Consigne 1: Dans le texte ci-dessous sur l'apparition de Besse, relevez chaque personne désignée seule par un nom au singulier, sans compter le narrateur.
Consigne 2: Poursuivez le texte sur l'apparition de Besse en reprenant juste après sa dernière phrase.

Texte du document:
========================================
Le malheur prédit était un incendie qui a éclaté on ne sait comment, il n’y a eu qu’une maison de brûlée, malgré les ouvertures pleines de foin qui étaient, à côté ; c’était un aubergiste qui donnait à boire à la jeunesse pendant la grand’messe(7).
Mais, quel crédit faut-il accorder au récit du paysan dauphinois ? Naturellement, comme pour toutes les apparitions, ce n’est pas à nous à décider. Et je me garderai bien d’entrer dans une discussion à ce sujet.
Ce que je puis dire, c’est que le plus grand nombre des habitants de Besse a cru à l’apparition et qu’il a pris alors en aversion le curé de l’endroit qui faisait une trop forte opposition. Du reste, des manifestations, paraît-il, suivirent. Là-dessus, mes souvenirs ne sont plus assez précis. Cependant, comme mes parents avaient alors à leur service une domestique originaire de Besse, j’ai su par elle beaucoup de choses. Le 19 septembre, jour anniversaire de l’apparition de la Salette, les paysans de Besse faisaient une procession au lieu de l’apparition ; il y eut, paraît-il, des lumières vues d’un grand nombre, et beaucoup d’autres faits merveilleux(. Je ne puis m’étendre là-dessus, n’ayant aucun fait précis dans ma mémoire. Mais beaucoup de personnes de Besse pourraient avoir là-dessus des choses intéressantes à dire.
========================================
Section des données:
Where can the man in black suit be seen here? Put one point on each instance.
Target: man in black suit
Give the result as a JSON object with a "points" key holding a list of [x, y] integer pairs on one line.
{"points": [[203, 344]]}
========================================
Résultat attendu 1:
- un aubergiste
- le paysan dauphinois
- le curé de l'endroit
- une domestique originaire de Besse

Résultat attendu 2:
Quant au voyant, qui était incrédule, on le vit d’une piété remarquable, après son récit. Jusque-là, il avait eu besoin d’un bâton pour marcher, et depuis, il ne s’en servait plus. L’accident prédit, et qui arriva… tout cela était de notoriété publique. Le paysan en question, du reste, paraissait absolument de bonne foi, il est mort depuis quelques années.
Quelle fut l’attitude du clergé ? Je vous ai déjà dit que le curé de l’endroit fit une forte opposition, naturellement.
Mais voici ce qu’en écrivait à un de mes parents, l’archiprêtre du Bourg-d’Oisans, homme très savant et très prudent, lequel est mort aujourd’hui : « L’apparition de Besse me paraît quelque chose de sérieux ; elle a fait du bruit d’abord. En ce moment, on en parle moins et comme on a fait à Lourdes, lors des premières apparitions nous nous tenons à l’écart en attendant que la question devienne plus claire. La Sainte-Vierge se serait montrée à un paysan de cinquante ans ; elle lui aurait reproché son peu de foi et sa conduite peu chrétienne… Le voyant ne devait rien révéler avant le 19 septembre, huit jours après cette apparition et à son curé d’abord. Ce qu’il y a de certain, c’est que ; cet homme qui ne paraissait pas à l’église, a fait ses Pâques le jour de N.-D. de la Salette et depuis il va à la messe, même pendant la semaine et communie souvent »…
L’évêché s’en occupe-t il ? Il me semble me souvenir qu’il le fit discrètement. Mais là encore mes souvenirs sont trop peu précis.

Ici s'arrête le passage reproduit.